### Your instructions
Take the line that contains "brick wall, a" as the first line and the last line of the material below as the final one; reproduce exactly the lines between, inclusive.

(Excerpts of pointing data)
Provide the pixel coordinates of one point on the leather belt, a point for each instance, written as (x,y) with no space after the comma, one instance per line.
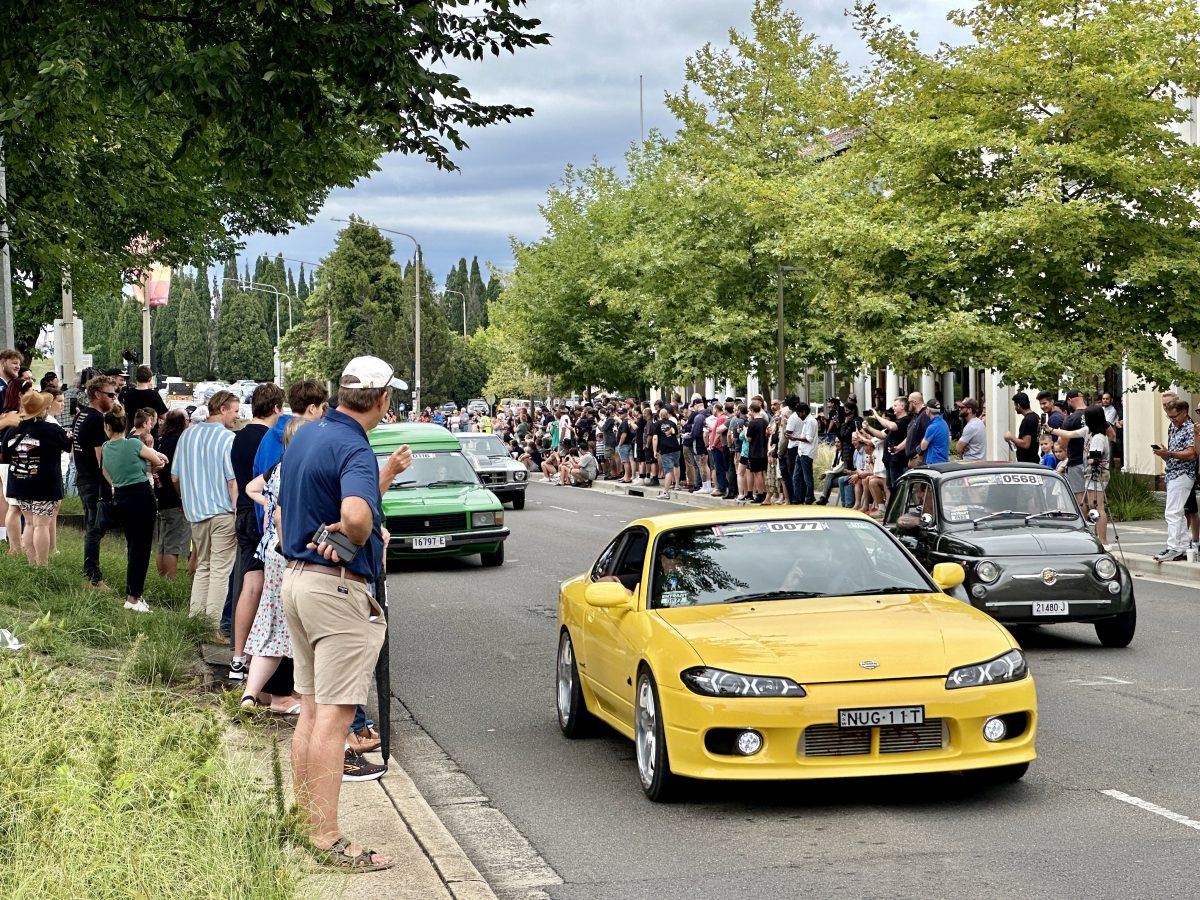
(336,571)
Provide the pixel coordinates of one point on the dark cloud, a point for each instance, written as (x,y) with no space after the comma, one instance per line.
(585,93)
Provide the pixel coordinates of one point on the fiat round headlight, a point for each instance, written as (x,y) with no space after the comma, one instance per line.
(719,683)
(1009,667)
(987,571)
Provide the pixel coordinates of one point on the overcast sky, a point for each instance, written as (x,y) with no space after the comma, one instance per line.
(583,89)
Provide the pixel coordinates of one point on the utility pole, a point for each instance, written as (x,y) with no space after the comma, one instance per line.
(5,264)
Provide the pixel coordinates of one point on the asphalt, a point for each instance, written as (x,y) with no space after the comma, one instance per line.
(473,653)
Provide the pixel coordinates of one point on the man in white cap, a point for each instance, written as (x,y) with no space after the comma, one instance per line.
(330,480)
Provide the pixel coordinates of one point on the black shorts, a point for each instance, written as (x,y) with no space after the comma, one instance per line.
(247,540)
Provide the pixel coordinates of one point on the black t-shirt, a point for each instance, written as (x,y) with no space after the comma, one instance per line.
(143,399)
(669,436)
(1075,445)
(756,435)
(36,471)
(1029,427)
(165,489)
(241,455)
(88,433)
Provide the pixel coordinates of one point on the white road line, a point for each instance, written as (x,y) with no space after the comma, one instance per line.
(1153,808)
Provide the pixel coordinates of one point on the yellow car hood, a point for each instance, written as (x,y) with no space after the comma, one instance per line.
(831,639)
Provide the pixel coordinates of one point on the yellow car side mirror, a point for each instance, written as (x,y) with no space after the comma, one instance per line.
(948,575)
(609,595)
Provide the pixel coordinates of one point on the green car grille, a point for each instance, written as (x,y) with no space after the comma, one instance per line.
(427,525)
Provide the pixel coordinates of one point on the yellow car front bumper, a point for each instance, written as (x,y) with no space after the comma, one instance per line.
(789,751)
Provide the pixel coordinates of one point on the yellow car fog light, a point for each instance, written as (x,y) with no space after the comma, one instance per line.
(995,730)
(749,742)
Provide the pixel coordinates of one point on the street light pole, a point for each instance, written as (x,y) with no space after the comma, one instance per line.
(779,336)
(417,317)
(448,291)
(268,289)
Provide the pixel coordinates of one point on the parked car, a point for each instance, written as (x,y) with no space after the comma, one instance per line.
(504,477)
(1015,528)
(786,643)
(438,508)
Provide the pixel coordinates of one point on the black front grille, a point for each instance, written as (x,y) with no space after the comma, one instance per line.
(427,525)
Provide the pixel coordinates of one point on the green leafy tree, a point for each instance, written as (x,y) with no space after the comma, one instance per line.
(1024,201)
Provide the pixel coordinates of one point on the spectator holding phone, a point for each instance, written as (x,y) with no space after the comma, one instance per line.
(333,486)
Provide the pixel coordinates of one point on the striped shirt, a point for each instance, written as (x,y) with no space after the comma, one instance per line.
(203,467)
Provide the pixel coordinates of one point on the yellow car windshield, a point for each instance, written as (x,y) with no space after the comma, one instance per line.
(779,561)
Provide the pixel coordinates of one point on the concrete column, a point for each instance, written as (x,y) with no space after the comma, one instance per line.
(928,384)
(1001,414)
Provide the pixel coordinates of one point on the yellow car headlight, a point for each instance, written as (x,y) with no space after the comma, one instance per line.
(719,683)
(1009,667)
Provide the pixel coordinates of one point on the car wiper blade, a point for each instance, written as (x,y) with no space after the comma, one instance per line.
(888,589)
(774,595)
(1002,514)
(1050,514)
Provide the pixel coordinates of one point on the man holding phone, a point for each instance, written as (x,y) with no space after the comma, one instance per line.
(331,513)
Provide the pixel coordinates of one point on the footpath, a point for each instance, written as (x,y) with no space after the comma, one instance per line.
(389,815)
(1133,543)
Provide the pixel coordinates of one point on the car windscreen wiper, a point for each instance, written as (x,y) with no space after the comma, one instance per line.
(1002,514)
(1050,514)
(888,589)
(774,595)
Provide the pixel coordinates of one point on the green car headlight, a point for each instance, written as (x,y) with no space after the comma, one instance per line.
(1009,667)
(719,683)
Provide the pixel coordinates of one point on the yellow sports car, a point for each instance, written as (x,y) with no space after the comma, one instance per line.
(787,643)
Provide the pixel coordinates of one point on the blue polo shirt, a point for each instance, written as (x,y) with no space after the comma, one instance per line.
(937,433)
(327,462)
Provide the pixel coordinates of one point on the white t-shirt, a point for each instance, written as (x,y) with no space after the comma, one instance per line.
(809,431)
(793,427)
(976,438)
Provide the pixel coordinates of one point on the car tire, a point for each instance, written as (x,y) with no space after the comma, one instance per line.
(996,775)
(1119,630)
(574,719)
(649,741)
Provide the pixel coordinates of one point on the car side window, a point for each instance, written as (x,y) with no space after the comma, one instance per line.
(607,558)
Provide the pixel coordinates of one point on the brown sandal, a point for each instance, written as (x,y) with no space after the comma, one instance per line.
(337,856)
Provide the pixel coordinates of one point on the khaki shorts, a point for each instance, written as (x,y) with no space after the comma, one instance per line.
(334,641)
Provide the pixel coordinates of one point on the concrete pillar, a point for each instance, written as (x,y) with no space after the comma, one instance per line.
(1001,414)
(928,384)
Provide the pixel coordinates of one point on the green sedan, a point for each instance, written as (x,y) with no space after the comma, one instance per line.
(438,508)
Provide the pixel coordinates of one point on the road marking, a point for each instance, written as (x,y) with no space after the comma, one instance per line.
(1152,808)
(1101,681)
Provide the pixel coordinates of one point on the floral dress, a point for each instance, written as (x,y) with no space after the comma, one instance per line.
(269,634)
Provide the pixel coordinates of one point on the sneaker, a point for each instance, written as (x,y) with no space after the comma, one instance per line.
(364,741)
(355,768)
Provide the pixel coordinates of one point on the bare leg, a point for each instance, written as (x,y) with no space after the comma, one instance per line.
(246,610)
(261,671)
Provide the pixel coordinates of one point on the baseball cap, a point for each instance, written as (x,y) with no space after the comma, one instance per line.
(370,372)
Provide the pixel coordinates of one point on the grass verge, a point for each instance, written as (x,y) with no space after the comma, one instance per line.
(115,778)
(1129,501)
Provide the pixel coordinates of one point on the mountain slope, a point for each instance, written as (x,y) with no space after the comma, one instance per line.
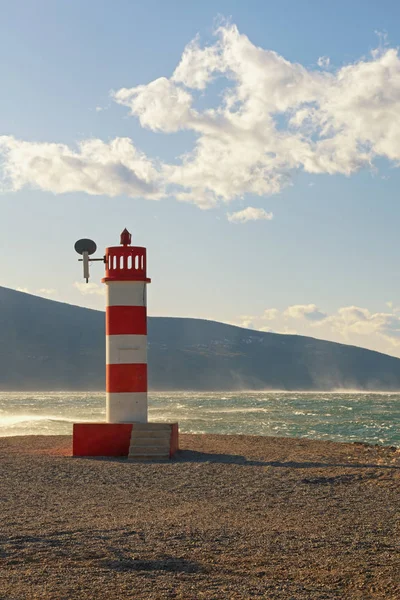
(51,345)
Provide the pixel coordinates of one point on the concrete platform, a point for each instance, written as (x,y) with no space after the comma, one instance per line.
(138,441)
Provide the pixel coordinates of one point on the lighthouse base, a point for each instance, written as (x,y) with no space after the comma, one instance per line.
(138,441)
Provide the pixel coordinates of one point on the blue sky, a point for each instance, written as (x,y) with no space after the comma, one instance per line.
(326,264)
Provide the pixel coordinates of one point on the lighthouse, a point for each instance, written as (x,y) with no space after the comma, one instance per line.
(126,430)
(126,332)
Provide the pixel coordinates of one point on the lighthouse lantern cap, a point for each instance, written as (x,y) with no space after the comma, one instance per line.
(126,238)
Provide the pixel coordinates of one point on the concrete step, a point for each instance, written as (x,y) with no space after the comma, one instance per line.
(155,435)
(151,426)
(145,442)
(148,457)
(148,449)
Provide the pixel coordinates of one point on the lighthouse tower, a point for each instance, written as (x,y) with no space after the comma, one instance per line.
(126,332)
(126,430)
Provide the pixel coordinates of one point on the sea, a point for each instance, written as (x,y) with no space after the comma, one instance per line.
(339,416)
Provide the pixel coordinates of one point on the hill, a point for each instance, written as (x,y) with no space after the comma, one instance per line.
(47,345)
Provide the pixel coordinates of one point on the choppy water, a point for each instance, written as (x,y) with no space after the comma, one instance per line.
(373,418)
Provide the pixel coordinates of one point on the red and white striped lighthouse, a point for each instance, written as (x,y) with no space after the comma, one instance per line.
(126,332)
(126,431)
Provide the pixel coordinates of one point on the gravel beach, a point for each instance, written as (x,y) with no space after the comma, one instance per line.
(229,517)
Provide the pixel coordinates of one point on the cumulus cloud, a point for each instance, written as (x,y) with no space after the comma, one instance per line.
(324,61)
(97,167)
(305,311)
(249,214)
(273,117)
(44,292)
(352,324)
(270,314)
(89,289)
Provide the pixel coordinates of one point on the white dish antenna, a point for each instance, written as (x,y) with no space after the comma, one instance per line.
(86,248)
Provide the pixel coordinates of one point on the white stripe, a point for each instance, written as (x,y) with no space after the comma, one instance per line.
(126,293)
(126,349)
(126,407)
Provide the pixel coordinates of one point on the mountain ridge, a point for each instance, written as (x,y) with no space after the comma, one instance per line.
(47,344)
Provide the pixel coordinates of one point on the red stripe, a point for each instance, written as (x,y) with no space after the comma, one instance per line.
(126,378)
(126,320)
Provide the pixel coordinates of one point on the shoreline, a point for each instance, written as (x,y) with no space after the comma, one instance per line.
(232,516)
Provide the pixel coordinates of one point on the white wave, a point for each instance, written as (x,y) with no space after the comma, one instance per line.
(12,420)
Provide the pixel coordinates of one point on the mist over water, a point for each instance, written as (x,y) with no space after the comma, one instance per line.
(345,417)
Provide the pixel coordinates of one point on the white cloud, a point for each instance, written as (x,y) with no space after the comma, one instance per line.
(351,324)
(96,168)
(44,292)
(249,214)
(274,117)
(89,289)
(270,314)
(305,311)
(324,61)
(48,292)
(161,105)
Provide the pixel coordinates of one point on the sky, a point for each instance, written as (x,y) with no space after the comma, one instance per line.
(253,148)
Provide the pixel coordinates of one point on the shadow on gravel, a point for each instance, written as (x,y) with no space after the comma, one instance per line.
(235,459)
(170,564)
(187,456)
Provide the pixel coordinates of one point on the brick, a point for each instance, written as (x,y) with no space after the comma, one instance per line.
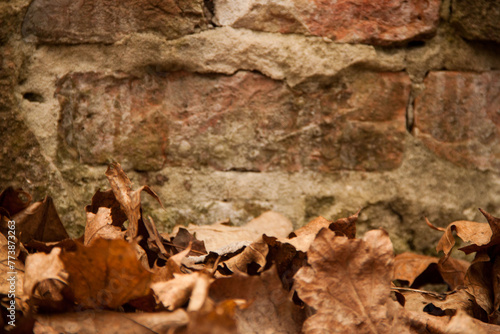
(457,117)
(378,22)
(106,21)
(477,19)
(241,122)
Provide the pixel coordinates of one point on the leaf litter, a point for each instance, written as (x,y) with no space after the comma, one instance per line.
(262,277)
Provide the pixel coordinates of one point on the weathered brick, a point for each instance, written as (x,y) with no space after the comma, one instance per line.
(477,19)
(241,122)
(106,21)
(457,116)
(379,22)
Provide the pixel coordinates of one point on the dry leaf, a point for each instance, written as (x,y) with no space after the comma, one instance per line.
(41,267)
(185,239)
(419,270)
(45,281)
(287,259)
(11,268)
(130,200)
(347,282)
(107,199)
(218,319)
(478,280)
(302,238)
(269,309)
(219,235)
(105,274)
(177,291)
(409,266)
(479,235)
(172,266)
(100,225)
(92,322)
(251,261)
(440,304)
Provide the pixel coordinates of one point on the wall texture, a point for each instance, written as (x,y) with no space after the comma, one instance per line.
(229,108)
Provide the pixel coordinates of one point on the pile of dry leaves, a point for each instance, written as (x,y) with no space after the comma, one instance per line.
(123,276)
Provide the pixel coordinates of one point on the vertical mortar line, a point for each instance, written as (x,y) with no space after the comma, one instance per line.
(410,116)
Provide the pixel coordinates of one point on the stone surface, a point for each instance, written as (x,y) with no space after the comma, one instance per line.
(477,19)
(378,22)
(457,117)
(120,118)
(106,21)
(241,122)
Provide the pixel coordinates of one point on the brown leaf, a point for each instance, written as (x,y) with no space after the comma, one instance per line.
(478,280)
(218,319)
(463,323)
(220,235)
(177,292)
(269,309)
(419,270)
(302,238)
(40,267)
(100,225)
(185,239)
(347,282)
(453,271)
(91,322)
(107,199)
(287,259)
(11,268)
(251,261)
(479,235)
(409,266)
(39,221)
(130,201)
(448,303)
(45,281)
(172,266)
(345,226)
(105,274)
(311,228)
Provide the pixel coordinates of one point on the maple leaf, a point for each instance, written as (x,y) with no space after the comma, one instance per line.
(347,283)
(130,200)
(100,225)
(38,221)
(91,321)
(268,309)
(105,274)
(480,235)
(220,234)
(419,269)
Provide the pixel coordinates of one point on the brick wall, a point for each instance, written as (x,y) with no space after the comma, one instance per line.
(228,108)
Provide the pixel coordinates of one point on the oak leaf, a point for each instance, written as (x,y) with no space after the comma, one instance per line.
(105,274)
(269,308)
(92,322)
(347,283)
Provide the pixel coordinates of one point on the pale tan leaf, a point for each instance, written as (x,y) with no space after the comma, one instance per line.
(347,282)
(269,309)
(92,322)
(220,235)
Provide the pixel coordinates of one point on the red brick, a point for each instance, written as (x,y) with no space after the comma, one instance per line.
(381,22)
(107,21)
(375,22)
(477,19)
(457,117)
(243,122)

### Answer in full
Provide the pixel coordinates of one point on the brick wall, a point for each instance, written as (x,y) with no space after the comma, one instance per line.
(228,108)
Provide the pixel coordinates of one point on the oak leaf, a point for each instance, written as (x,y) with no space after the comma, one instance per line.
(105,274)
(269,308)
(92,322)
(347,283)
Provide the pixel coordinates of one point on the pale tan leaf, a point for each instance, written as (x,y) with no space after the comma, one instance per line.
(347,282)
(269,309)
(92,322)
(220,235)
Provide the pixel coordinates of one point on the red brick, a point for each instance, written as (x,y) with no space after the comma, one instance per line.
(381,22)
(107,21)
(375,22)
(477,19)
(457,117)
(243,122)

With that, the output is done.